**Given text:**
# # # #

Zatik consiglia:
Iniziativa Culturale:



AZG Armenian Daily 26/03/2008
Turkey- UN security council candidate for 2009-2010 Turkey is a candidate for a non-permanent seat on the U.N. Security Council for 2009-10. There were about 60 founding members and 30 newly independent states when Turkey was a non-permanent member of the Security Council in 1951-52,1954-55 and 1961. Today, the U.N.
has 192 member states and membership to the Security Council is more omplicated. Austria and Iceland are the other two candidates in the same group with Turkey. Iceland has never been a member, yet is a handicap for us; besides, these countries may get European and North
American support, which will make membership a bit more difficult for us. However the odds can be overcome if the government meets the candidacy requirements adequately.

The current approach, though, gives the impression that the government regards the membership as a matter of prestige rather than of being a responsible international actor. Lobbying activities conducted in countries that will vote in the upcoming General Assembly this autumn give a feeling that Turkey considers the issue from a purely bilateral perspective, as though being selected to the Security Council is one thing and compliance with U.N. principles is something else.

# # # #

**Records shown:**
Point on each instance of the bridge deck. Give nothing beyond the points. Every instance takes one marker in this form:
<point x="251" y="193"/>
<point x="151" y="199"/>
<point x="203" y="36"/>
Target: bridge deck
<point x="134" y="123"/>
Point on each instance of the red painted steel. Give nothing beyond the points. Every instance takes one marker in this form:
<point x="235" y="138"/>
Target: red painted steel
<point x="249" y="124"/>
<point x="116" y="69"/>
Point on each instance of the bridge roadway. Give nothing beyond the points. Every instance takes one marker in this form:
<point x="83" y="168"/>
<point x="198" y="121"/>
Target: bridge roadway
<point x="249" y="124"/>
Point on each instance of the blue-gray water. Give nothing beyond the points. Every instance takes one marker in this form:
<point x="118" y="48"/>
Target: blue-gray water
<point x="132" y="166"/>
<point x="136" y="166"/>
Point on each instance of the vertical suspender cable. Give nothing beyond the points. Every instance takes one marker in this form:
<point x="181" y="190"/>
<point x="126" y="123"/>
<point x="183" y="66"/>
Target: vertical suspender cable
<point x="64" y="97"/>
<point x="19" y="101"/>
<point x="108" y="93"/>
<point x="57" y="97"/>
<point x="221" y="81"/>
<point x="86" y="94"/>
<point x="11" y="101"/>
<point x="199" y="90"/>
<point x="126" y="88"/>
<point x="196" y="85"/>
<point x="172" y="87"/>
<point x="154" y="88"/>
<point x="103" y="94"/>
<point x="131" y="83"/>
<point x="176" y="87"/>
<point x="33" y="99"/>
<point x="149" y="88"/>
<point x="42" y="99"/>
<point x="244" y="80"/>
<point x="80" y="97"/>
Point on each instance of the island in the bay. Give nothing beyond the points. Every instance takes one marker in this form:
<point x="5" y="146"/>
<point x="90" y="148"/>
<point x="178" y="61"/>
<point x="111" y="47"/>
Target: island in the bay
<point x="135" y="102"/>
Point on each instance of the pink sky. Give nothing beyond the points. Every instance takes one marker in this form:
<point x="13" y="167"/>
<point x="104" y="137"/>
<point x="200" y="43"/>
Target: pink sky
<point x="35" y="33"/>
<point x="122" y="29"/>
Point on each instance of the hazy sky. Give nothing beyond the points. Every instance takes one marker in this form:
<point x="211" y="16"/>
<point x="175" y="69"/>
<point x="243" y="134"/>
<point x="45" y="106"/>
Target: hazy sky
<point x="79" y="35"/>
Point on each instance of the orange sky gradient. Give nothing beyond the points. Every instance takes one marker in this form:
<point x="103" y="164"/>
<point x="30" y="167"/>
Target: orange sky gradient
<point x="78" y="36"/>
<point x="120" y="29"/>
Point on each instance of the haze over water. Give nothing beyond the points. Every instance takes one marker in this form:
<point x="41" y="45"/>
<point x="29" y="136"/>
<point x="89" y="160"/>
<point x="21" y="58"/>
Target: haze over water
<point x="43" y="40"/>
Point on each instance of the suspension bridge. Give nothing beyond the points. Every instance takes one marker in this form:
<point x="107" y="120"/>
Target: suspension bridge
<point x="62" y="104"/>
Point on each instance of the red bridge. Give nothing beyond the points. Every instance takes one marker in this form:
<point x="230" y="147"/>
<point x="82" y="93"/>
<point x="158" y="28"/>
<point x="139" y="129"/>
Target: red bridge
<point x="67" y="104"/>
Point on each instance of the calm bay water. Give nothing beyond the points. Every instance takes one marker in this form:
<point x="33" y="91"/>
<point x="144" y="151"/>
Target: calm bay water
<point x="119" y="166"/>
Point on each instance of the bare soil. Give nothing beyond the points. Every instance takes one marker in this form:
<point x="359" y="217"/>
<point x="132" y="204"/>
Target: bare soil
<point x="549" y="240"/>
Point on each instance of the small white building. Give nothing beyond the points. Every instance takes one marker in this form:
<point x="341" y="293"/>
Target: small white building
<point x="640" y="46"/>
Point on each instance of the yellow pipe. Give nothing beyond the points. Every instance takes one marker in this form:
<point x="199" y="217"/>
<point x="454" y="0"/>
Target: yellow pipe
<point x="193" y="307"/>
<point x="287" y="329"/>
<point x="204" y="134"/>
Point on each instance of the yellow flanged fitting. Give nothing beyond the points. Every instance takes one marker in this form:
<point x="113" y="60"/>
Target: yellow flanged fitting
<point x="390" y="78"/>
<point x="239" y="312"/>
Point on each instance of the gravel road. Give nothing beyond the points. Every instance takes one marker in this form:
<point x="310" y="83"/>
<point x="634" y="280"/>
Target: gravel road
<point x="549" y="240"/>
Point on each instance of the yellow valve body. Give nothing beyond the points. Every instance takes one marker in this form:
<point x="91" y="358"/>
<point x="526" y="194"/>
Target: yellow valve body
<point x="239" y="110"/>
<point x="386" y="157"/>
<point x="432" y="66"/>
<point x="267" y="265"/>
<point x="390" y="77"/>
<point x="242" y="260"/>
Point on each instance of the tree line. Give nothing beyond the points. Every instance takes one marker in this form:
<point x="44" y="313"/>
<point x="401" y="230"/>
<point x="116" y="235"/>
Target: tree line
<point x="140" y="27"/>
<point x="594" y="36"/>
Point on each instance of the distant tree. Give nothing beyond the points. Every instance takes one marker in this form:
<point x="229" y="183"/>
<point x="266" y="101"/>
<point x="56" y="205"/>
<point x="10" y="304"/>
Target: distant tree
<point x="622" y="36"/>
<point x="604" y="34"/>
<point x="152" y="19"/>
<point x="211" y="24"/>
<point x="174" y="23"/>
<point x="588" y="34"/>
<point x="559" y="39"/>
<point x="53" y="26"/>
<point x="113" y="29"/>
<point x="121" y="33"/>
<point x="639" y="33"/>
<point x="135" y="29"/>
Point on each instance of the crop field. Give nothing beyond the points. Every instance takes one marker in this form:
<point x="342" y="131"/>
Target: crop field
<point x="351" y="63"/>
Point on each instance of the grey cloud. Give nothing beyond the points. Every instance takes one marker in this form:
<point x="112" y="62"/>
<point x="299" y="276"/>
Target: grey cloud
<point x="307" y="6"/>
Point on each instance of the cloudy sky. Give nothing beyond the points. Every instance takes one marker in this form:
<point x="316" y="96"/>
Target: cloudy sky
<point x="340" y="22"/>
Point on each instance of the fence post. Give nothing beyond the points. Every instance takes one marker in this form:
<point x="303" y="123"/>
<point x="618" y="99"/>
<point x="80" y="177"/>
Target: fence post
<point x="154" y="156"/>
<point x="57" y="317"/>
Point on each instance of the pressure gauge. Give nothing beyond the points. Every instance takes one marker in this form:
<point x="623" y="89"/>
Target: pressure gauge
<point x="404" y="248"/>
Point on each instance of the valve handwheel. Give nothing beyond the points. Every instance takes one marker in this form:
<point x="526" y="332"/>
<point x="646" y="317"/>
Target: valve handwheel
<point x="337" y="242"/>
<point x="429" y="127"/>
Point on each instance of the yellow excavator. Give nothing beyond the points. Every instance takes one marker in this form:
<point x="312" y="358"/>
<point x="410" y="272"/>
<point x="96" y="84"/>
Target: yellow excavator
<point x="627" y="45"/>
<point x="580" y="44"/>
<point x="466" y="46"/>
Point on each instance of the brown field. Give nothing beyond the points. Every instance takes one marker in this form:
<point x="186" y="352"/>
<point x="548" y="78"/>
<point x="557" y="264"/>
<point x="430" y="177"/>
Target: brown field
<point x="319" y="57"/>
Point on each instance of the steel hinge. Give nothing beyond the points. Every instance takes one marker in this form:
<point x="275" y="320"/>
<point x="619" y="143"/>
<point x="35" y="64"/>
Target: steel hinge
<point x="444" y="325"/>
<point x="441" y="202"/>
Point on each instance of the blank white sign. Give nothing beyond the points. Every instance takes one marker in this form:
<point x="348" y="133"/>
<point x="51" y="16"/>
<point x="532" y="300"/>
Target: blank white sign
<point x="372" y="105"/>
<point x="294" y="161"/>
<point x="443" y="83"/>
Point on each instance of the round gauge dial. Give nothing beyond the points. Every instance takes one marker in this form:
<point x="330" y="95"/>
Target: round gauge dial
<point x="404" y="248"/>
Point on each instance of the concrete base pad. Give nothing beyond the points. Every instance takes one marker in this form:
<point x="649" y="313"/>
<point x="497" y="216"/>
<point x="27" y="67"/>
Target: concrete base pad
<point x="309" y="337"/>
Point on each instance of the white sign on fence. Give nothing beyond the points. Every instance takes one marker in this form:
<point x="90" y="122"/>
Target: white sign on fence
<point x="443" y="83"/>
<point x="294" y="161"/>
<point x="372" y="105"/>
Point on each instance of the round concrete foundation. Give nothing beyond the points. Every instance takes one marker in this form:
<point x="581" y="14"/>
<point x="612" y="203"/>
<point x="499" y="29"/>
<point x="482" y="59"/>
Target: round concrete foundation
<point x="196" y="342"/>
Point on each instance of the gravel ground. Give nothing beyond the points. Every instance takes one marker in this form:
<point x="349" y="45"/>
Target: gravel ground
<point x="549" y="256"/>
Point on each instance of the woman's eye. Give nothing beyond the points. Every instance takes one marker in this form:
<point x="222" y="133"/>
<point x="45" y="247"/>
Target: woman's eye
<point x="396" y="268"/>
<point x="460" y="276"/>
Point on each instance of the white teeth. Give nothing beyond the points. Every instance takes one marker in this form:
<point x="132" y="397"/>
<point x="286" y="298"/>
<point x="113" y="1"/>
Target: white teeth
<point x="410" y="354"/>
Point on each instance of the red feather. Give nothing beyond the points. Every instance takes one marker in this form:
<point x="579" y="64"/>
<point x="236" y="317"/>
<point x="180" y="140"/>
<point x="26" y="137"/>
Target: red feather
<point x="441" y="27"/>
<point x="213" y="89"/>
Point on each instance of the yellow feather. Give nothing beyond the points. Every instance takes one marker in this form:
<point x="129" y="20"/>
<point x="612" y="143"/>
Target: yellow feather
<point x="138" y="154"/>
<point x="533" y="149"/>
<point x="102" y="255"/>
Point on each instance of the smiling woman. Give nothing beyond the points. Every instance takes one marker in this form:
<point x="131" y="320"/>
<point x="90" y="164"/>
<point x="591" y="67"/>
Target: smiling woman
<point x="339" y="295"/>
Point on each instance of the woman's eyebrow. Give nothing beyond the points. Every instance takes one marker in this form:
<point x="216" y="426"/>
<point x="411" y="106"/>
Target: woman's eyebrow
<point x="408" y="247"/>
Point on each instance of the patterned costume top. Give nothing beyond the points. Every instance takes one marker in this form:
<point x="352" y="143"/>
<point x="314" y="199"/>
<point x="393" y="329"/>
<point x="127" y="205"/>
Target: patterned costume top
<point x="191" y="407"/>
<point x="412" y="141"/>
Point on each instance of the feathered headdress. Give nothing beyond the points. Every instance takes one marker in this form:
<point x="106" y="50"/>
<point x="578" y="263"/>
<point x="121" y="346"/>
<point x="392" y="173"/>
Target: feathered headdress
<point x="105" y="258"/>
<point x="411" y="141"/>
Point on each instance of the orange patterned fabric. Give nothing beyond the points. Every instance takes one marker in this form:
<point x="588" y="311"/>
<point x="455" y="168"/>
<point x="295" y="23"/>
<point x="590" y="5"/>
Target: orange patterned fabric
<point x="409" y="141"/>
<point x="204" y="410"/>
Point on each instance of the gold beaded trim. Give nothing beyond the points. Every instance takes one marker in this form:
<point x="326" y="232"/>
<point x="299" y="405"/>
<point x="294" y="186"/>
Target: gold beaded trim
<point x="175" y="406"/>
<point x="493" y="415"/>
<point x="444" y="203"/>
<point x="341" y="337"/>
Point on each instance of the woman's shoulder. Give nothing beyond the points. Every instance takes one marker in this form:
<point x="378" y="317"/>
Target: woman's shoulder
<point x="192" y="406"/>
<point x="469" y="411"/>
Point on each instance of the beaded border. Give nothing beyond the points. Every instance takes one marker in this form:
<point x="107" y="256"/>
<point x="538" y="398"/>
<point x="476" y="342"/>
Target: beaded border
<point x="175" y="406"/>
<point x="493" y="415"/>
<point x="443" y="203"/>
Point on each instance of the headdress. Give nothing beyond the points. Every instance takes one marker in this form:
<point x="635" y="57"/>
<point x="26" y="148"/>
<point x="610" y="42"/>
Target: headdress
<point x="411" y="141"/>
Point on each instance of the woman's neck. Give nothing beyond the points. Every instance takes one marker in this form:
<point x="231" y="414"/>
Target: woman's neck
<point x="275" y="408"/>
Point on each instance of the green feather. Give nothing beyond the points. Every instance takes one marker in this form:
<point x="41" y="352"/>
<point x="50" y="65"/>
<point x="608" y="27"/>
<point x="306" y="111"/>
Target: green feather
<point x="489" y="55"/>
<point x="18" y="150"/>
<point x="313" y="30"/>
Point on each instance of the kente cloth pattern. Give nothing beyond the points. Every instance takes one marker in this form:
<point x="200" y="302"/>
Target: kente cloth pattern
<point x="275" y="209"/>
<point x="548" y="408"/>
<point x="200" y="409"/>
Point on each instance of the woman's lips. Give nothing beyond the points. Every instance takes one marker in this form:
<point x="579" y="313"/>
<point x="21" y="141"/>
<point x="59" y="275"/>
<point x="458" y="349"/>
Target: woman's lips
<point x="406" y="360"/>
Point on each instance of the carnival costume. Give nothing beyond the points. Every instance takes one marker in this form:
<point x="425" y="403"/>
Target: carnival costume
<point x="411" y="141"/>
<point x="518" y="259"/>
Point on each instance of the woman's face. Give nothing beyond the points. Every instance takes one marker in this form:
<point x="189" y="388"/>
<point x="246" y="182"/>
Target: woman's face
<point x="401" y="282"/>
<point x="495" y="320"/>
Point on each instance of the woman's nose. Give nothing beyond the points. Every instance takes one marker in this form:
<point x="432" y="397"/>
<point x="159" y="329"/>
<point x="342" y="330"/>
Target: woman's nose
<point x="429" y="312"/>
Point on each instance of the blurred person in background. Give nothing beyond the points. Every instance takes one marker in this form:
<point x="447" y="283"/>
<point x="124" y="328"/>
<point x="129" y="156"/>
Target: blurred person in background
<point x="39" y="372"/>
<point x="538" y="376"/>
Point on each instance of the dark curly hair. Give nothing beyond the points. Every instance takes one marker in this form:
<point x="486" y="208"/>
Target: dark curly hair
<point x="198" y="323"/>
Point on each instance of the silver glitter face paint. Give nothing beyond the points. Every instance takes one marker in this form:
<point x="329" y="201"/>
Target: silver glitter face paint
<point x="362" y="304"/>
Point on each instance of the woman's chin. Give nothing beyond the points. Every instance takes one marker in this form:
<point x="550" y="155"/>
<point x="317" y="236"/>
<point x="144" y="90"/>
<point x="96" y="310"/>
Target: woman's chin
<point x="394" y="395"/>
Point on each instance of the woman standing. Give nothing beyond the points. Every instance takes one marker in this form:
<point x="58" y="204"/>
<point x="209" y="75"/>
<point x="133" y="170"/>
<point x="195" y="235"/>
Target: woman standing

# # # #

**Problems to work on:**
a: Summarize the piece on Turkey's Security Council bid in two sentences.
b: Write a continuation of the piece on Turkey's Security Council bid, picking up after its final sentence.
The entries are separate from the piece on Turkey's Security Council bid.

**Task responses:**
a: Turkey is running for a non-permanent seat on the U.N. Security Council for 2009-10 against Austria and Iceland, which may draw European and North American support. The piece holds that the odds can be overcome if the government meets the candidacy requirements, but its current approach treats membership as a matter of prestige and its lobbying looks purely bilateral, as if winning a seat were separate from complying with U.N. principles.

b:
Bilateral endeavors versus multilateral failures

Turkey is on the way to becoming a new donor country as its foreign aid record is becoming meaningful.
Contributions in cash and in kind are gradually mounting up through the Turkish International Cooperation and Development Agency (TIKA) and other sources. The figure for 2006 stands at around $1 billion. Although there are no clear-cut statistics about donations, Turkey makes quite a name for itself.

However, the system is closely based on bilateralism.
What is critical here is that the government is having difficulty matching these lobbying activities with its international obligations within the U.N. system. Let me give you four key examples:

The international community describes the human sufferings taking place for years in Darfur as genocide, with the exception of Khartoum, its faithful oil customer Beijing and Ankara! Indeed Prime Minister Recep Tayyip Erdogan, in a trip to Sudan in 2005, said the massacres of African Muslims were not genocide.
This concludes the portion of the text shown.